---- DATA UNDER STUDY

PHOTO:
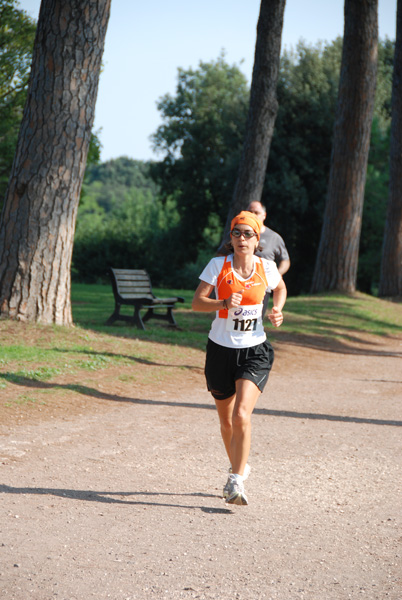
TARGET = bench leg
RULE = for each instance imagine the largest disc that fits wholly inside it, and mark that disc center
(137, 320)
(170, 316)
(114, 316)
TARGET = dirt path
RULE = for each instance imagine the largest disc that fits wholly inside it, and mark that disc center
(119, 496)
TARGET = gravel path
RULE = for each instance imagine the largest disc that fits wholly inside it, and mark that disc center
(121, 499)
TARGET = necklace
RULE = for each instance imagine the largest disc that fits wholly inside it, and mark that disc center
(243, 272)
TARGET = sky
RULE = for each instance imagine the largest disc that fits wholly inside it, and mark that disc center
(147, 42)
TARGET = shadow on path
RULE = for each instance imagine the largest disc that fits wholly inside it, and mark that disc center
(92, 392)
(106, 497)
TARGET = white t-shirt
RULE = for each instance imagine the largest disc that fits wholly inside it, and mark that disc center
(243, 326)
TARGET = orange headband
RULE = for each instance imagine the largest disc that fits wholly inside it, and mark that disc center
(247, 218)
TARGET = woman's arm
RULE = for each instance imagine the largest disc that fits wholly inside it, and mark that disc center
(279, 299)
(202, 302)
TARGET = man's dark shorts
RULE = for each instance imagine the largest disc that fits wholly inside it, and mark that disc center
(223, 366)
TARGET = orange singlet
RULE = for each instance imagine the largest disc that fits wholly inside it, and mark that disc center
(253, 288)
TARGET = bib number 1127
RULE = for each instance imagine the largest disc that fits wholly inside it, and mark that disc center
(244, 324)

--------

● THE TASK: Across the data, how many lines have the word "TARGET" in them? Respond with the number alone.

● RESULT OF THIS EXERCISE: 12